== Complete the following ==
(A) Decide whether each statement agrees with the Confetti page text, answering yes or no and quoting the words of the text that settle it. (i) The fiber bundle atlas is built from white matter fibers of healthy individuals. (ii) The listed publication appeared in 2015. (iii) Individual fibers are represented through their connectivity signatures.
(B) Using the Confetti page text, answer each question briefly.
(i) In which journal did the listed publication appear?
(ii) What does the fiber bundle atlas emulate?
(iii) Which three things is the fiber representation described as robust to?
(C) Reproduce the stretch of the Confetti page text from "1. B. Tunç, M." through "pp. 568-77, 2016.", with no changes.

== Page text ==
* * * * *
Confetti: Connectivity-based Fiber Extraction and Identification

Statistical analyses over white matter tracts can contribute greatly towards understanding many mechanisms of the brain since tracts are representative of the connectivity pathways. The main challenge with tract-based studies is the extraction of the tracts of interest in a consistent and comparable manner over a large group of individuals without drawing the inclusion and exclusion regions of interest (ROI). In this project, we develop a framework for automated extraction of white matter tracts. Representation of individual fibers uses connectivity signatures of fibers to establish an easy correspondence between different subjects, as well as providing a representation that is robust to edema, mass effect, and tract infiltration. The framework includes a fiber bundle atlas that emulates the expert knowledge on the tracts, using white matter fibers of healthy individuals. The white matter tracts of a new individual are then extracted based on the definitions encoded in the atlas. This provides an automated tract identification paradigm that corrects for artifacts created by tumor edema and infiltration, as well as providing a consistent, accurate method that is invariant to ROI selection biases.

Publications:

1. B. Tunç, M. Ingalhalikar, D. Parker, J. Lecoeur, R. L. Wolf, L. Macyszyn, S. Brem, R. Verma, Individualized Map of White Matter Pathways: Connectivity-based Paradigm for Neurosurgical Planning, Neurosurgery, Vol. 79 (4), pp. 568-77, 2016.
* * * * *
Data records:
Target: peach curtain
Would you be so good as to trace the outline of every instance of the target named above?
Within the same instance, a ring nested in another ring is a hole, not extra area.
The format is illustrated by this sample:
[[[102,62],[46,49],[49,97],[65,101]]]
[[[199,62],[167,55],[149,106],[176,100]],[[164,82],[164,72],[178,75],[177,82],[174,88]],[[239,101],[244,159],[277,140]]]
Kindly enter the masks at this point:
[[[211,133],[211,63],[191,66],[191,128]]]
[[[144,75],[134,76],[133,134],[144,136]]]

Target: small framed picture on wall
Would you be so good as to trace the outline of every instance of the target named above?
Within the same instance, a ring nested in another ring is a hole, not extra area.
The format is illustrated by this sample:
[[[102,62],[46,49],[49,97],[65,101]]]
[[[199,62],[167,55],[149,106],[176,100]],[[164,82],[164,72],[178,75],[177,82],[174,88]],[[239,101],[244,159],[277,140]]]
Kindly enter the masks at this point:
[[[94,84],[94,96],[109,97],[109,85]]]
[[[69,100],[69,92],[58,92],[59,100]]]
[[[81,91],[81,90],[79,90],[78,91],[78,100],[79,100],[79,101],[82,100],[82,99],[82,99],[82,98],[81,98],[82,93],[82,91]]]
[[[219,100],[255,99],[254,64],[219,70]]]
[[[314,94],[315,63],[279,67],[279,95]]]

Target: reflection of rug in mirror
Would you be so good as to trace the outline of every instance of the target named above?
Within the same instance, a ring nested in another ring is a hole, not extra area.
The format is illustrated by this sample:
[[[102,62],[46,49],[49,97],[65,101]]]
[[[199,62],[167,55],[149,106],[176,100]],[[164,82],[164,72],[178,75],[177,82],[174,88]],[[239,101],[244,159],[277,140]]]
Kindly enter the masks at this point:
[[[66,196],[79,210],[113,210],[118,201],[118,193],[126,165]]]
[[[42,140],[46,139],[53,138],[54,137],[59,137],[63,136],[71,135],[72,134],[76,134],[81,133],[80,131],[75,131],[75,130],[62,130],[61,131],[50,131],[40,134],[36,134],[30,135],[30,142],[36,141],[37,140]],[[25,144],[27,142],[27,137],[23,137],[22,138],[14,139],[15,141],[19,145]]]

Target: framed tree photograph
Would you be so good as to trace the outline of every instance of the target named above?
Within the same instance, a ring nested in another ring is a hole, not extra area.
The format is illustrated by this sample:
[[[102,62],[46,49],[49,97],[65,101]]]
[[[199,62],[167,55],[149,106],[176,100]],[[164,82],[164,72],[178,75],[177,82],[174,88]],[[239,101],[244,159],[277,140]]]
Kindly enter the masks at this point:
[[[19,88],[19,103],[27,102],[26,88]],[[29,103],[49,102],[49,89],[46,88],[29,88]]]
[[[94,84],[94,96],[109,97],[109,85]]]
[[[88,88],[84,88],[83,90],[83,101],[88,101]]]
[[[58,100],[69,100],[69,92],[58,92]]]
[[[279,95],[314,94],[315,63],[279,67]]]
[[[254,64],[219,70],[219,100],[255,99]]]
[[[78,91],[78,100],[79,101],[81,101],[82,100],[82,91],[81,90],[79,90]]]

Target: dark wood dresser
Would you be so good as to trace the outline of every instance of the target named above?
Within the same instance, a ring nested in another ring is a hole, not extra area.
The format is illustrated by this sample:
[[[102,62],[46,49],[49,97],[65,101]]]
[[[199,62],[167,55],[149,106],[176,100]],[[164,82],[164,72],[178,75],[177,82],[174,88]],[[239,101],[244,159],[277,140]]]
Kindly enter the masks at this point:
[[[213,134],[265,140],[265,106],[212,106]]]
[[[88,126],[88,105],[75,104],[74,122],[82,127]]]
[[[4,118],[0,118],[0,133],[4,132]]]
* * * * *
== Response list ==
(A)
(i) Yes: "using white matter fibers of healthy individuals"
(ii) No: "Neurosurgery, Vol. 79 (4), pp. 568-77, 2016"
(iii) Yes: "Representation of individual fibers uses connectivity signatures of fibers"

(B)
(i) Neurosurgery
(ii) The expert knowledge on the tracts
(iii) Edema, mass effect, and tract infiltration

(C)
1. B. Tunç, M. Ingalhalikar, D. Parker, J. Lecoeur, R. L. Wolf, L. Macyszyn, S. Brem, R. Verma, Individualized Map of White Matter Pathways: Connectivity-based Paradigm for Neurosurgical Planning, Neurosurgery, Vol. 79 (4), pp. 568-77, 2016.